Task inputs START

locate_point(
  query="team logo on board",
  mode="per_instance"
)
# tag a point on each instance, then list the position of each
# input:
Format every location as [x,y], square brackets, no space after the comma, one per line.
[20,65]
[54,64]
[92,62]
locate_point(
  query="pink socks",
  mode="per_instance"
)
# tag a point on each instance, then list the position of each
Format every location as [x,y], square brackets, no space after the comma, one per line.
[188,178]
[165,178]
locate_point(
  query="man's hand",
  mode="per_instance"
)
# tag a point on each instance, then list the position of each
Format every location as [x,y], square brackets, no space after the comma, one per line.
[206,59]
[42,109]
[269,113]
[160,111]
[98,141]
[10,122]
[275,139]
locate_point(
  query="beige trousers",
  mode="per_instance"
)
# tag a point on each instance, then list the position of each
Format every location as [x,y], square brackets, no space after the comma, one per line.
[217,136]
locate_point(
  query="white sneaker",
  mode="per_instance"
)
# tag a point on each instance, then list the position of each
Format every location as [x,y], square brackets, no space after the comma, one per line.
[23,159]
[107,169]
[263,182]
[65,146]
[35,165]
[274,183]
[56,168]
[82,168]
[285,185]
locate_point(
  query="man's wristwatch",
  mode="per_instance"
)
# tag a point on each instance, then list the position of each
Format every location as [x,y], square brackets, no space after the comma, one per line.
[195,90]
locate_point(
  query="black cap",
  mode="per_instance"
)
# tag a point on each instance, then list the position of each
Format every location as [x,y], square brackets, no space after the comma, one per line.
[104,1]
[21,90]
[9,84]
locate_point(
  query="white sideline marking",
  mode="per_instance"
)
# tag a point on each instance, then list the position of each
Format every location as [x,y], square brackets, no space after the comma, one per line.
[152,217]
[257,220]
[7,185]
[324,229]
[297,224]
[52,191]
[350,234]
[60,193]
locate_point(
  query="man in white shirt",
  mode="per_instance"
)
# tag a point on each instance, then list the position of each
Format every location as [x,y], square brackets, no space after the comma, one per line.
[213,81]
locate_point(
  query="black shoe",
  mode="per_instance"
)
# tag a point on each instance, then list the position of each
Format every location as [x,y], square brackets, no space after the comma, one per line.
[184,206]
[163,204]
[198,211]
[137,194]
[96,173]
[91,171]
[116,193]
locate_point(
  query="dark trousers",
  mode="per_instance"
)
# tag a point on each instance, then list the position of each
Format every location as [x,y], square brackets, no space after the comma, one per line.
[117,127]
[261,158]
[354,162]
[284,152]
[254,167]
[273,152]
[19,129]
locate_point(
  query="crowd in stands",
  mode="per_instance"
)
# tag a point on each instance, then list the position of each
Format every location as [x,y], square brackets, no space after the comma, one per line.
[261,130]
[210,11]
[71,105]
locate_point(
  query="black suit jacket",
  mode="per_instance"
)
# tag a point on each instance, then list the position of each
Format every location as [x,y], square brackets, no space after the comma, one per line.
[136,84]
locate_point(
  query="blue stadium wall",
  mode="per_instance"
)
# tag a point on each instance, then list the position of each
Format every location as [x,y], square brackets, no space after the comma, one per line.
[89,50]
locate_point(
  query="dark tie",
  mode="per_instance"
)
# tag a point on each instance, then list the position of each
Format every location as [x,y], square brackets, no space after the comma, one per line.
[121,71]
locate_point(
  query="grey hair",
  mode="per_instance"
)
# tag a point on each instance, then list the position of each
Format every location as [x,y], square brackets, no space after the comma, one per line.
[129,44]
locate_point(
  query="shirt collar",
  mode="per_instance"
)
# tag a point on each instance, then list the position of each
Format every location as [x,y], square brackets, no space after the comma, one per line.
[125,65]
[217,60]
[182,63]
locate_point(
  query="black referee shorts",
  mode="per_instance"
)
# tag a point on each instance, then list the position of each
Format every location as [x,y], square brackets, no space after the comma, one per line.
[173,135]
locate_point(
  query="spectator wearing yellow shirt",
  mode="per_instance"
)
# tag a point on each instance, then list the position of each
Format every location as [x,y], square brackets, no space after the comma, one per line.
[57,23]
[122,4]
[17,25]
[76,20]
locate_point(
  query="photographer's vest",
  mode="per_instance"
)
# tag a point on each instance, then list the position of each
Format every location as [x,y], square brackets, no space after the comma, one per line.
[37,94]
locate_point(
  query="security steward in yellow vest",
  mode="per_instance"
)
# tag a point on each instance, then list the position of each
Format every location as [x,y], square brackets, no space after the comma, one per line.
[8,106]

Task inputs END

# Work request
Working from the material above, reproduce it in full and unchanged.

# Response
locate_point(
  query="team logo on board",
  mode="per_instance"
)
# tag a point on each instance, then list the position of each
# input:
Format every location as [x,y], square brackets, no space after the comma, one per line.
[20,65]
[54,64]
[92,62]
locate_point(
  query="pink socks",
  mode="per_instance"
)
# tag a point on each instance, then list the position of each
Format every location as [x,y], square brackets, no space after the comma, one per line.
[188,178]
[165,178]
locate_point(
  query="man's hand",
  mode="per_instance"
)
# tag a point on each instance, then list the position of each
Format every location as [x,y], square brackets, no space after the comma, one per line.
[206,59]
[42,109]
[269,113]
[160,111]
[98,141]
[10,122]
[275,139]
locate_point(
  query="beige trousers",
  mode="per_instance"
)
# tag a point on each instance, then list the position of each
Format every location as [x,y], square brackets, no space after the comma, one per line.
[217,136]
locate_point(
  query="white sneaker",
  mode="per_instance"
)
# tag a point on each instance, then list the position of each
Format every location as [x,y], square brackets, no space after the comma, one per line.
[23,159]
[107,169]
[263,182]
[65,146]
[35,165]
[274,183]
[56,168]
[82,168]
[285,185]
locate_point(
  query="man's wristwatch",
  mode="per_instance"
)
# tag a point on each instance, then list the position of each
Format every location as [x,y], square brackets, no space after the comma, one per line.
[195,90]
locate_point(
  query="black cap",
  mode="per_instance"
)
# tag a point on each instance, then list the position of each
Format every location as [x,y], square brackets, no space after the comma, one per line.
[104,1]
[21,90]
[9,84]
locate_point(
  query="white sideline marking",
  mode="per_instance"
)
# tag a point on each instance, then list the position of each
Format every location as [x,y], square brackets, no space after the comma, one per line.
[152,217]
[257,220]
[7,185]
[324,229]
[297,224]
[52,191]
[350,234]
[60,193]
locate_point(
  query="man in white shirt",
  mode="per_instance"
)
# tag a point on each instance, then list the position of each
Format every location as [x,y], square brackets, no space after the comma, one per line.
[213,81]
locate_point(
  query="black shoe",
  mode="per_instance"
)
# tag a point on each instance, then list the position of each
Format every location as [x,y], square brackets, no space after the comma, one per line.
[184,206]
[163,204]
[198,211]
[137,194]
[96,173]
[91,171]
[116,193]
locate_point(
  query="dark trousers",
  mode="per_instance"
)
# tag a point on each instance, then list the position of each
Format every location as [x,y], square brackets, no space after the comma, one per line.
[117,127]
[261,158]
[354,162]
[284,152]
[254,167]
[273,152]
[19,129]
locate_point(
  query="crowd in stands",
  mode="per_instance"
)
# tag a point on each instance, then list the position of each
Format every location as [x,y], square brackets, no space after the comma, one per line.
[261,130]
[210,11]
[71,105]
locate_point(
  query="black suit jacket",
  mode="per_instance"
)
# tag a point on each instance, then list the position of each
Format every location as [x,y], square brackets, no space after the comma, one per line.
[136,84]
locate_point(
  query="blue stadium wall",
  mode="per_instance"
)
# tag a point on each instance, then list the position of each
Format every location as [x,y], square brackets, no space after the comma, one per line.
[89,50]
locate_point(
  query="dark tie",
  mode="per_instance"
)
# tag a point on each instance, then list the position of each
Format every location as [x,y], square brackets, no space after the comma, one per line.
[121,71]
locate_point(
  query="grey hair",
  mode="per_instance"
)
# tag a point on each instance, then list the position of each
Format every location as [x,y], square brackets, no space after the comma, one per line.
[129,44]
locate_point(
  query="shirt collar",
  mode="per_instance"
)
# tag a point on each instance, then list the position of each
Format every location as [x,y], square brackets, no space after the comma, one per line.
[125,65]
[217,60]
[182,63]
locate_point(
  query="black referee shorts",
  mode="per_instance"
)
# tag a point on each instance, then list the position of each
Format every location as [x,y], square brackets, no space after the comma, one per line.
[173,135]
locate_point(
  query="spectator wearing yellow shirt",
  mode="per_instance"
)
# tag a point on each instance, then list the position of each
Format every location as [x,y], square brackets, no space after the comma, one per line.
[57,23]
[122,4]
[17,25]
[76,20]
locate_point(
  query="photographer's vest",
  mode="per_instance"
)
# tag a point on each instance, then list the position of each
Format every location as [x,y], square brackets, no space after the comma, one per line.
[37,94]
locate_point(
  query="security steward in yellow vest",
  mode="per_instance"
)
# tag a point on each instance, then list the position of each
Format every location as [x,y], square brackets, no space after the comma, one per line.
[8,106]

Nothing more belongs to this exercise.